■ Problem details ■
Copy the records below line for line, changing nothing.

■ Records provided ■
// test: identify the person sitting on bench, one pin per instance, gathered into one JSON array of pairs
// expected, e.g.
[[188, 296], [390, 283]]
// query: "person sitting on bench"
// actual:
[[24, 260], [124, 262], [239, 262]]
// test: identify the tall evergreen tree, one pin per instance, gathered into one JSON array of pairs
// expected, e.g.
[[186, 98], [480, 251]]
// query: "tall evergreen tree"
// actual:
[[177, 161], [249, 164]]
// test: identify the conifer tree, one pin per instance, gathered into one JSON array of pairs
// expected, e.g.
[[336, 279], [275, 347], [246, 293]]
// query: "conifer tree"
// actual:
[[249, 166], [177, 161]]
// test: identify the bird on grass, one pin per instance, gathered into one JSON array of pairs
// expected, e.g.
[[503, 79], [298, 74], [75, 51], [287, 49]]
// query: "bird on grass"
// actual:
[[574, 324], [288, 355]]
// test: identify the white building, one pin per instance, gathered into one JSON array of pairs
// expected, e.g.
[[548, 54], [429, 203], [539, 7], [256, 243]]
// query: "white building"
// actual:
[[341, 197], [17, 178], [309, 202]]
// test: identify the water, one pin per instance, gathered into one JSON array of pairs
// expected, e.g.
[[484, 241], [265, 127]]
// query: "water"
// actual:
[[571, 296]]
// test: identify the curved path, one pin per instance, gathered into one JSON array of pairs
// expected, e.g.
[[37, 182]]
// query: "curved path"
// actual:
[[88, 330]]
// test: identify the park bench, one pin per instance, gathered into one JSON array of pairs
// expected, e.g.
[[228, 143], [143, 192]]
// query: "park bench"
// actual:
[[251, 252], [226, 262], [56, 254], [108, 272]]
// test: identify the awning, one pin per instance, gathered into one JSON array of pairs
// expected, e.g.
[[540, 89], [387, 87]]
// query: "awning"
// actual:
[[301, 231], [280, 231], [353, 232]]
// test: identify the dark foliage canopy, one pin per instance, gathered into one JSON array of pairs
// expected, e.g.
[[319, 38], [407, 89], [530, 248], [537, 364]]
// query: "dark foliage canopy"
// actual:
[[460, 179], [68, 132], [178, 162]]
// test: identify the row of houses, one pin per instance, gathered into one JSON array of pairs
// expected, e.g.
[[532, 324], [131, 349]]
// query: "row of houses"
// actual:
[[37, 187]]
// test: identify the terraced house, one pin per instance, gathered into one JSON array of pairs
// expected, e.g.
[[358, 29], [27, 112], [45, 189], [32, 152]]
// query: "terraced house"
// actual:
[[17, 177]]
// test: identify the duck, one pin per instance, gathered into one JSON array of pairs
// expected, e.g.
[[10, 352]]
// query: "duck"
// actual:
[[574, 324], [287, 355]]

■ Response to the exercise ■
// test: identify the person sitting on bench, one pin per instance, gathered into one JSON array of pairs
// expected, e.g.
[[188, 296], [390, 283]]
// query: "person sitting on bench"
// actual:
[[24, 260], [124, 262], [239, 262]]
// test: identify the tall evergreen tree, one pin per instance, gathered into one JSON array of pairs
// expected, e.g.
[[186, 98], [480, 251]]
// query: "tall evergreen tree"
// actual:
[[177, 161], [249, 164]]
// test: identify the conifer tree, one pin per instance, gathered into one JSON array of pairs
// expected, e.g.
[[336, 279], [275, 347], [246, 293]]
// query: "conifer tree"
// actual:
[[249, 166], [177, 161]]
// test: identify the bird on grass, one pin per instance, gathered into one JSON array of pairs
// expected, e.g.
[[503, 79], [298, 74], [75, 51], [287, 49]]
// query: "bird on grass"
// actual:
[[574, 324], [288, 355]]
// test: identify the white building, one pin per instance, gathered into one JSON array of pairs
// expected, e.g.
[[548, 54], [429, 203], [539, 7], [256, 243]]
// query: "white building"
// actual:
[[341, 197], [17, 178], [309, 202]]
// test: identify the water, one pin per instance, gathered into one JSON array of pairs
// expected, e.g.
[[484, 241], [265, 127]]
// query: "water"
// actual:
[[571, 296]]
// test: identify the curved path, one pin per instance, gathered into one JSON array of pairs
// expected, e.g.
[[37, 182]]
// query: "curved path"
// actual:
[[88, 330]]
// test: identify the park bench, one pin per instance, gathered into one JSON array of pairs
// expected, e.g.
[[228, 143], [143, 192]]
// query: "park bench"
// actual:
[[251, 252], [226, 262], [56, 254], [108, 272]]
// test: identify the awning, one pin per instance, gathered into one JSON array of pairs
// expected, e.g.
[[540, 89], [387, 87]]
// query: "awning"
// actual:
[[301, 231], [280, 231], [353, 232]]
// test: identify the dark foliage canopy, one pin per instance, gathered into one JSON array of pairs
// expected, e.g.
[[319, 38], [407, 89], [530, 248], [537, 364]]
// query: "dark foliage canopy"
// actual:
[[460, 179], [68, 132], [178, 162]]
// test: identify the row of houses, one pin per instance, gathered into one JSON array of pairs
// expected, e.g.
[[532, 324], [131, 349]]
// query: "row of houses"
// actual:
[[37, 187]]
// test: identify the terraced house, one pin per instance, gathered into one JSON array of pairs
// expected, e.g.
[[358, 29], [27, 112], [45, 189], [32, 152]]
// query: "terraced house"
// actual:
[[17, 177]]
// test: identify the duck, one pin per instance, gathered into one JSON array of pairs
// expected, e.g.
[[10, 352]]
// query: "duck"
// actual:
[[574, 324], [287, 355]]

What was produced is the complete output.